■ WORK TO BE COMPLETED
Extract from the listing each line in which the word "below" appears.

■ RECORDS SHOWN
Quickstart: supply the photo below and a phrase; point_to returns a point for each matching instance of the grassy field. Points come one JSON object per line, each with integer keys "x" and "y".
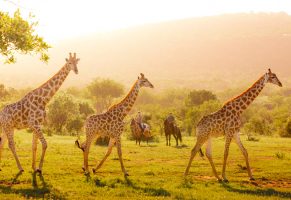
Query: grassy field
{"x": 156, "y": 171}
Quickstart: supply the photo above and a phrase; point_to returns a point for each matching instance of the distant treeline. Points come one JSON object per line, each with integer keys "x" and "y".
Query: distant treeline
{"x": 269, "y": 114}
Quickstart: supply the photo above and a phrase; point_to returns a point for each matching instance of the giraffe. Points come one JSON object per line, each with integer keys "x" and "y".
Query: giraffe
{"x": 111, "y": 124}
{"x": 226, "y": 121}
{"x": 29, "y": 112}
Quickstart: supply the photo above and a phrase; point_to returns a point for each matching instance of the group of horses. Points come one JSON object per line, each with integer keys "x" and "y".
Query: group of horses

* * *

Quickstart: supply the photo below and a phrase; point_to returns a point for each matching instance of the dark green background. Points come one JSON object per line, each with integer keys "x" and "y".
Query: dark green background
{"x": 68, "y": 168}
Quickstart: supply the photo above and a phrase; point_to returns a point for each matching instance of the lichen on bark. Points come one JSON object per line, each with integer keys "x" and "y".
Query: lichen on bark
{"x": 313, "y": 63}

■ EXERCISE ANSWER
Quickstart: supply the photo below and a phrase; point_to returns a point for each matching instance of the grassy field. Points come one JSON object per line, each with integer keys "x" and "y".
Quickstart: supply the photo below and a phrase; point_to returns a point for each matching instance of the dark green background. Points come one JSON object per line, each with integer keys "x" and "y".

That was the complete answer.